* Text block
********************

Chinese singer (1922–2019)

Yao Lee (姚莉; 10 September 1922 – 19 July 2019), also credited as Yao Li, Yiu Lei and Hue Lee, was a Chinese singer active from the 1930s to the 1970s. She was the sister of Yao Min, also a famous singer and songwriter. She was considered one of the Seven Great Singing Stars of Shanghai in the 1940s.

==Biography==
Born Yáo Xiùyún (Mandarin)/Yiu Sau Wan (Cantonese) (姚秀雲) and raised in Shanghai, Yao began performing on the radio in 1935 at the age of 13. When she was 14, she recorded her first single with Yàn Húa (嚴華) called "New Little Cowherd" (新小放牛, Xin xiao fang niu). After being introduced by singers Zhou Xuan and Yan Hua, she was signed to Pathé Records when she was 16 in 1937, and the first record she released with the label was "Yearning for Sale" (賣相思, Mai Xiang Si).

********************

* Problems to solve
• A. Echo the passage of the text about Yao Lee from "Chinese singer (1922–2019)" up to and including "in the 1940s.".
• B. Proceed with the text about Yao Lee, picking up after its final sentence.

* Stored data

********************

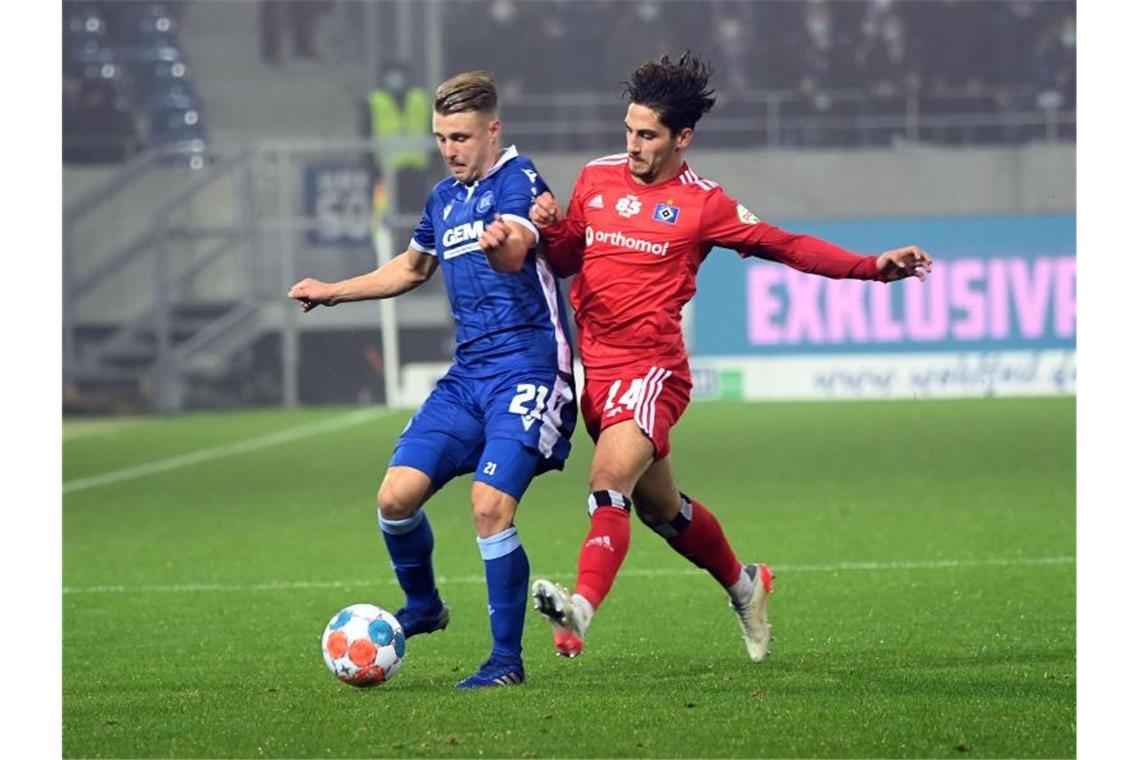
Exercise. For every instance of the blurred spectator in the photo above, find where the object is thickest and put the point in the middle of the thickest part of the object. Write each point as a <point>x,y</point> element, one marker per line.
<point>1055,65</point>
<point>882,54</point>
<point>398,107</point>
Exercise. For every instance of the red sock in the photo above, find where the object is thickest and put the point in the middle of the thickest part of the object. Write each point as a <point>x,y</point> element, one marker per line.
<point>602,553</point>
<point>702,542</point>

********************

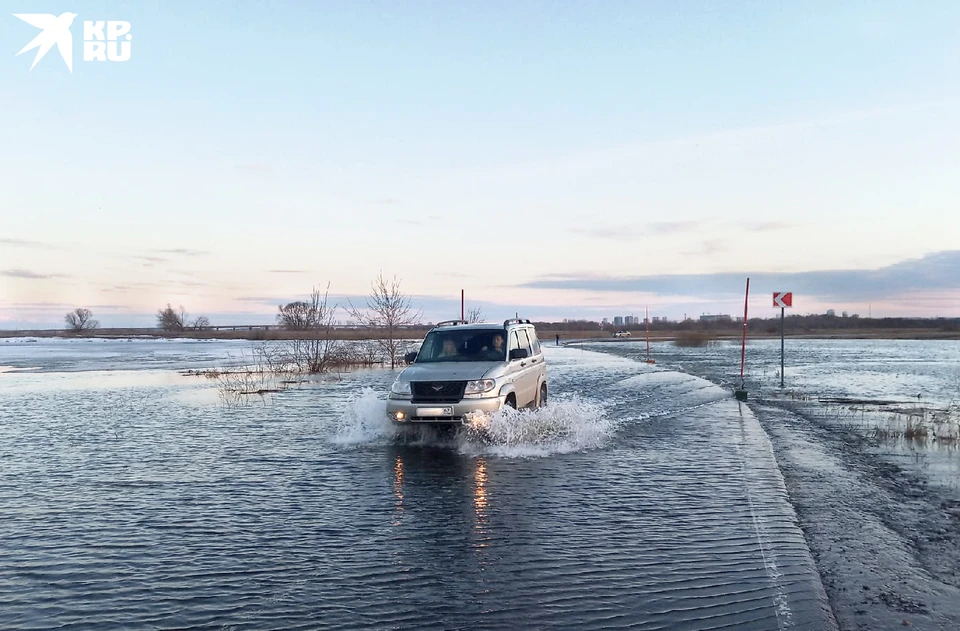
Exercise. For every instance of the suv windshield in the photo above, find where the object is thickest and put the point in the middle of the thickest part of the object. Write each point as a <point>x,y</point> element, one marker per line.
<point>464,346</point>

********************

* Answer section
• A.
Chinese singer (1922–2019)

Yao Lee (姚莉; 10 September 1922 – 19 July 2019), also credited as Yao Li, Yiu Lei and Hue Lee, was a Chinese singer active from the 1930s to the 1970s. She was the sister of Yao Min, also a famous singer and songwriter. She was considered one of the Seven Great Singing Stars of Shanghai in the 1940s.

• B.
She married Wong Po Lo (黃保羅) in 1947 and stopped performing to devote time to her family. Following the Communist seizure of power in China in 1949, popular music was considered ideologically suspect and Yao fled to British Hong Kong in 1950 but continued her singing career with Pathé Records (EMI). In addition to releasing hit records, beginning in 1955 with the film 桃花江 (Peach Blossom River), she was also a playback singer for movie actresses. Many of her featured songs became popular hits. She stepped down from her singing career in 1967 after the death of her brother, Yao Min. In 1969, she accepted the invitation to become the General Manager and Producer at EMI Music Hong Kong. In 1970, she travelled to Taiwan in an effort to sign Teresa Teng to EMI for the Hong Kong market but was unsuccessful. Yao produced records for many artists during her time as a producer and retired from this position in 1977.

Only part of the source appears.